→ İstenenler
Aşağıdaki listede "Indicate the gabled" ifadesinin geçtiği satırdan listenin sonuna kadar uzanan satırları, iki uç da dahil olmak üzere, hiç değiştirmeden aynen yazın.

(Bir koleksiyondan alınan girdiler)
* * *

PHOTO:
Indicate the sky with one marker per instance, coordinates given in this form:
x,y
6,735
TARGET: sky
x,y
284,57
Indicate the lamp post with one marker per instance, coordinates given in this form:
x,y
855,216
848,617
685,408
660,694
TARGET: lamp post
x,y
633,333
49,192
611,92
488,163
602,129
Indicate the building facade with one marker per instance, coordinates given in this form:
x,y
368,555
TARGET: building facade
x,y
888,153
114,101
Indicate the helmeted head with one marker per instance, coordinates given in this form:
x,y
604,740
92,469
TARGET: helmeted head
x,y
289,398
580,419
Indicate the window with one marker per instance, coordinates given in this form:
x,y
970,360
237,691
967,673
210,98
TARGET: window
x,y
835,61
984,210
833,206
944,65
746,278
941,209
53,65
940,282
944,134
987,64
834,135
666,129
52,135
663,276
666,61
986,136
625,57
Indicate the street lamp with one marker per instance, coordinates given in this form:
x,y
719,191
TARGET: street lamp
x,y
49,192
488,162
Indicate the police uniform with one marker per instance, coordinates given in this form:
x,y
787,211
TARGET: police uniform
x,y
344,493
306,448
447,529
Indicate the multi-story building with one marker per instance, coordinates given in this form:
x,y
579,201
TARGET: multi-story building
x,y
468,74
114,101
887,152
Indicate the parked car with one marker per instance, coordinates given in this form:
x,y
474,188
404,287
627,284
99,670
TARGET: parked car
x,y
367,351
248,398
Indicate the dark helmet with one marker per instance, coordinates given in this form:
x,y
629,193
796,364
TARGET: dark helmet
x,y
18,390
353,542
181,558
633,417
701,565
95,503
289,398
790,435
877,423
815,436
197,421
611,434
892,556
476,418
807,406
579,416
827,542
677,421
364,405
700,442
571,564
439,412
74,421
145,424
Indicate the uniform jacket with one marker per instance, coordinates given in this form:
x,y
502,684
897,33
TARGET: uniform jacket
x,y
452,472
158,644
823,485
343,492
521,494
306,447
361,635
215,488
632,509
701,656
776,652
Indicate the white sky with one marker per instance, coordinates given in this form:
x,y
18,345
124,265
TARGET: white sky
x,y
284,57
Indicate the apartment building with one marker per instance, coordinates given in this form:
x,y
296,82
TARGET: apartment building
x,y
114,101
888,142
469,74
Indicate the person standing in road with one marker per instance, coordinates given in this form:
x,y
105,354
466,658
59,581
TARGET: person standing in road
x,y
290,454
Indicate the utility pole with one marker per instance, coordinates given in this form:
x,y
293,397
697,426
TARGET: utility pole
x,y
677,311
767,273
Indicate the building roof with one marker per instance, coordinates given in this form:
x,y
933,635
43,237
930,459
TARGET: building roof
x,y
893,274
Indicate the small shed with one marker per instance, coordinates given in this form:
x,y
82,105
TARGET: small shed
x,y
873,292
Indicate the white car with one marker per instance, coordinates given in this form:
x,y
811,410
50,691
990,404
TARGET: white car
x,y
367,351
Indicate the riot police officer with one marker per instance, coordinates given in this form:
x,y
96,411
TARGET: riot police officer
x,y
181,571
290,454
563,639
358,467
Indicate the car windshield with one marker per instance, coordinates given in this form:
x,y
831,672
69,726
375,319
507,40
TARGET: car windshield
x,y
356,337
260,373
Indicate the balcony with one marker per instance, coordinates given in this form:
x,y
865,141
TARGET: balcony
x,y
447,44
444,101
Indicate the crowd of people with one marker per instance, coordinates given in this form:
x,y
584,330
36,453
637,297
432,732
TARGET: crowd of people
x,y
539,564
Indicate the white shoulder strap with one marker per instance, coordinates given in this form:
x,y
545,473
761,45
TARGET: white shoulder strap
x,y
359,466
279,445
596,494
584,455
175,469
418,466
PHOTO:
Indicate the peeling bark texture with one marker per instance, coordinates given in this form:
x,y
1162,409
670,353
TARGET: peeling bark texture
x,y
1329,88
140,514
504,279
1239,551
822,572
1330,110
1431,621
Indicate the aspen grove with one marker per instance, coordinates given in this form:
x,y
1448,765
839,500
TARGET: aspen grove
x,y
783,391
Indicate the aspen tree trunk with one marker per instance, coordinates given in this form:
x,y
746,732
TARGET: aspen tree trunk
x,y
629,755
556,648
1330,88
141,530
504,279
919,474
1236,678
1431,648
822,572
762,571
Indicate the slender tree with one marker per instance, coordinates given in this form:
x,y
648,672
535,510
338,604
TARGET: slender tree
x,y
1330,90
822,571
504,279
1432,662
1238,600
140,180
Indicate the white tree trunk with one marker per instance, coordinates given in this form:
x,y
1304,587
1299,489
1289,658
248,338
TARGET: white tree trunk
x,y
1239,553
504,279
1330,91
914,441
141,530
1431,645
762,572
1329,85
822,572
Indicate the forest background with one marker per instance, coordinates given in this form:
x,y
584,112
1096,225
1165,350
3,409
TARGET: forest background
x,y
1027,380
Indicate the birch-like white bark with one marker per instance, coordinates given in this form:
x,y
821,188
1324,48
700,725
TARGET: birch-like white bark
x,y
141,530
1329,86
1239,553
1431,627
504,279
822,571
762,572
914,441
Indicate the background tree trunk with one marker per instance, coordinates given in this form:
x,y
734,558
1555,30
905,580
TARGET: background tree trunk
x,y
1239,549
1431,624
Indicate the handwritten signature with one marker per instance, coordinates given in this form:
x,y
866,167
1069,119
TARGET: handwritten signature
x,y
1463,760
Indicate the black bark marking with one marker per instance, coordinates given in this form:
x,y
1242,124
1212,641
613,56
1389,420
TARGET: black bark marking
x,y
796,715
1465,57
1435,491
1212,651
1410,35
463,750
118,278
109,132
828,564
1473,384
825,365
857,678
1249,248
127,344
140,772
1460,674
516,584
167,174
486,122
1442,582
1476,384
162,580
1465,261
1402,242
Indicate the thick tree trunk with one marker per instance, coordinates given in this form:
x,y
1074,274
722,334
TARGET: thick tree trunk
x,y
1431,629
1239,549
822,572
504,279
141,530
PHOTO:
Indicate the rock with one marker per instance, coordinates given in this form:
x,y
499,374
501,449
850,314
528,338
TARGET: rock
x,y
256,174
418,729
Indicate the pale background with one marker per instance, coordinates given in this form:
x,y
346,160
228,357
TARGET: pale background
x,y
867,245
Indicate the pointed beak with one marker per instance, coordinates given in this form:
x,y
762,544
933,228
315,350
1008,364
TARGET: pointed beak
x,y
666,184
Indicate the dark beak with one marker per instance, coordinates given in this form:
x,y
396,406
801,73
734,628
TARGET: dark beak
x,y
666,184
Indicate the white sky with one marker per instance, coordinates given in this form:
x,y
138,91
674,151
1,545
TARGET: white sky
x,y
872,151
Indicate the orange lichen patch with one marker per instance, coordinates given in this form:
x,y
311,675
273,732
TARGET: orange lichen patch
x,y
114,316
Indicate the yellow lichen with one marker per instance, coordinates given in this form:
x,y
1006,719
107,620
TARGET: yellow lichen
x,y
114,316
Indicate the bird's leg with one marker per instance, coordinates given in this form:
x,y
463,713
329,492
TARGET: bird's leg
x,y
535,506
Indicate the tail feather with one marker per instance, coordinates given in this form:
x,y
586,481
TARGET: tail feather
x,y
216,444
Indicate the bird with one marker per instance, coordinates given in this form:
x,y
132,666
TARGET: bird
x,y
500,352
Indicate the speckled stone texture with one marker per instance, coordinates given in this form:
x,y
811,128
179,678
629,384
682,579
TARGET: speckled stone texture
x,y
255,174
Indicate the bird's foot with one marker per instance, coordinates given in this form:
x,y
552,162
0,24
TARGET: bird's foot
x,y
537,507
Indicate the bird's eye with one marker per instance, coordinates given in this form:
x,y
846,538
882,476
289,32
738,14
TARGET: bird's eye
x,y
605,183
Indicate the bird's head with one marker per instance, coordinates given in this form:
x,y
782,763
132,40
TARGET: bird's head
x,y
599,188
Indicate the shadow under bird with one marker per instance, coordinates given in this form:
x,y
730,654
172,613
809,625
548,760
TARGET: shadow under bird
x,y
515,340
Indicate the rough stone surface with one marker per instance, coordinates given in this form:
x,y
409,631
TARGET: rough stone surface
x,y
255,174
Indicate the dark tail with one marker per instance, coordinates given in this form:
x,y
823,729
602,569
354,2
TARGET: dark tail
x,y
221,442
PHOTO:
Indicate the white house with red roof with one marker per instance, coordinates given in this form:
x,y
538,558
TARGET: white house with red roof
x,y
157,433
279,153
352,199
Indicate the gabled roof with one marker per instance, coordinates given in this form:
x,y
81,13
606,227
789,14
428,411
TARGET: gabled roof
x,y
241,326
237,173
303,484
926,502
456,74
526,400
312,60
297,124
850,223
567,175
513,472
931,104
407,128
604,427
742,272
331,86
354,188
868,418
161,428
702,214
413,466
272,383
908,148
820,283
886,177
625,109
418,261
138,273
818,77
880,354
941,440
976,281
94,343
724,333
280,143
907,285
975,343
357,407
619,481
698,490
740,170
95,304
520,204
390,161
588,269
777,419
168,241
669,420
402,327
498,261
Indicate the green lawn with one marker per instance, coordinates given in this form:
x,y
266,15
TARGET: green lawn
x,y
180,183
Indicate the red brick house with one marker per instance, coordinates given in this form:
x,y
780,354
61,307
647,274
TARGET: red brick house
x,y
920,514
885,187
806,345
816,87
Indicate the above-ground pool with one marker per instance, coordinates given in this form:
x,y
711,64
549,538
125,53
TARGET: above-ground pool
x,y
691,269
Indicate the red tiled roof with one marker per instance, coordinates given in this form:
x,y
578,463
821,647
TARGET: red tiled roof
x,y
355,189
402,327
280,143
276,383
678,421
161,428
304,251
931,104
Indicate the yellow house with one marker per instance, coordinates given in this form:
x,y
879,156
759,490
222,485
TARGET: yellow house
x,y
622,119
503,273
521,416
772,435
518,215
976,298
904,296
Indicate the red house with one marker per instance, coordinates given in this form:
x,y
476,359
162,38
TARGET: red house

* * *

→ Alıştırmanın Sonucu
Indicate the gabled roof with one marker per instance, coordinates given in this form:
x,y
81,13
606,227
789,14
428,411
TARGET: gabled roof
x,y
241,326
237,173
303,484
926,502
456,74
526,400
312,60
297,124
850,223
567,175
513,472
931,104
407,128
604,427
742,272
331,86
354,188
868,418
161,428
702,214
413,466
272,383
908,148
820,283
886,177
625,109
418,261
138,273
818,77
880,354
941,440
976,281
94,343
724,333
280,143
907,285
975,343
357,407
619,481
698,490
740,170
95,304
520,204
390,161
588,269
777,419
168,241
669,420
402,327
498,261
Indicate the green lawn with one marker per instance, coordinates given in this form:
x,y
266,15
TARGET: green lawn
x,y
180,183
Indicate the red brick house with one marker per instance, coordinates given in this form:
x,y
780,354
61,307
647,274
TARGET: red brick house
x,y
920,514
885,187
806,345
816,87
Indicate the above-ground pool with one marker per instance, coordinates given in this form:
x,y
711,64
549,538
125,53
TARGET: above-ground pool
x,y
691,269
Indicate the red tiled roof with one marker per instance, coordinates given in this form:
x,y
578,463
821,647
TARGET: red tiled roof
x,y
355,189
402,327
280,143
276,383
678,421
161,428
304,251
931,104
Indicate the yellow house with one marker per instance, coordinates given in this form:
x,y
879,156
759,490
222,485
TARGET: yellow house
x,y
622,119
503,273
521,416
772,435
518,215
976,298
904,296
Indicate the red house with one marker per instance, coordinates given in this form:
x,y
476,359
162,38
TARGET: red house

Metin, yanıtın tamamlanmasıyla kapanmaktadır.